WORK TO COMPLETE:
**1.** From the text on setting up Dockge, write out the part that opens with the words containing "# Create directories" and closes with "the initial setup.".
**2.** Decide whether each statement agrees with the text on setting up Dockge, answering yes or no and quoting the deciding words: (a) Under the basic installation, Dockge's default port is 5001. (b) On the Ubuntu 24.04 host, the directories can be created without sudo. (c) Watchtower checks for new container image versions at intervals.
**3.** Answer these questions from the text on setting up Dockge:
(a) What is the default stacks directory?
(b) Which button converts a pasted docker run command?
(c) What example address is given for the HTTPS reverse proxy?
# start of EXTRACT TO READ
Using docker and following the “basic” installation process, the default stacks directory will be in /opt/stacks, and the default port 5001.

Adapting from Dockge’s GitHub page, on an Ubuntu 24.04 host, we need sudo to create the directories and curl the compose.yaml file (feel free to confirm that its content matches the one from the official Dockge page before starting the service):


# Create directories that store the stacks and stores Dockge's stack
sudo mkdir -p /opt/stacks /opt/dockge
cd /opt/dockge

# Download the compose.yaml
sudo curl https://raw.githubusercontent.com/louislam/dockge/master/compose.yaml --output compose.yaml

# Start the server
# add a sudo before if the user is not in the docker group
docker compose up -d

As long as no error occurred, the service is now running on http://localhost:5001

If a firewall is not blocking the port, it can be accessed from another host on the subnet. With a reverse proxy configured, after configuring it, Dockge’s WebUI can be accessed securely to do the initial setup.

After the service starts, go to the URL and port the installer describes. In general, it will be http://localhost:5001

With a reverse proxy configured, an HTTPS reverse proxy to the IP and port on the subnet can be set, for example, to https://dockge.example.com.

Set a preferred username and password to access Dockge, and let’s install some services on it.

Adding a few stacks

watchtower

Self-describing itself as “a process for automating Docker container base image updates” on its GitHub, the tool will check for new container image versions at intervals and update those if a new one is available,

In its quick start section is the start invocation:


docker run --detach \
    --name watchtower \
    --volume /var/run/docker.sock:/var/run/docker.sock \
    containrrr/watchtower

Dockge has a useful “Docker Run” entry box in its UI. When pasting the above docker run and using the Convert to Compose button, we get an already populated UI with an automatically converted compose.yaml content:


# ignored options for 'watchtower'
# --detach
version: "3.3"
# end of EXTRACT TO READ
# start of RAW DATA
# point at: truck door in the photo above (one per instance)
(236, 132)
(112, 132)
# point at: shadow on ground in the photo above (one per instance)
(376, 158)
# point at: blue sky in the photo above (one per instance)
# end of RAW DATA
PER-TASK OUTPUTS:
**1.**
# Create directories that store the stacks and stores Dockge's stack
sudo mkdir -p /opt/stacks /opt/dockge
cd /opt/dockge

# Download the compose.yaml
sudo curl https://raw.githubusercontent.com/louislam/dockge/master/compose.yaml --output compose.yaml

# Start the server
# add a sudo before if the user is not in the docker group
docker compose up -d

As long as no error occurred, the service is now running on http://localhost:5001

If a firewall is not blocking the port, it can be accessed from another host on the subnet. With a reverse proxy configured, after configuring it, Dockge’s WebUI can be accessed securely to do the initial setup.

**2.**
(a) Yes: "the default port 5001"
(b) No: "we need sudo to create the directories"
(c) Yes: "the tool will check for new container image versions at intervals"

**3.**
(a) /opt/stacks
(b) Convert to Compose
(c) https://dockge.example.com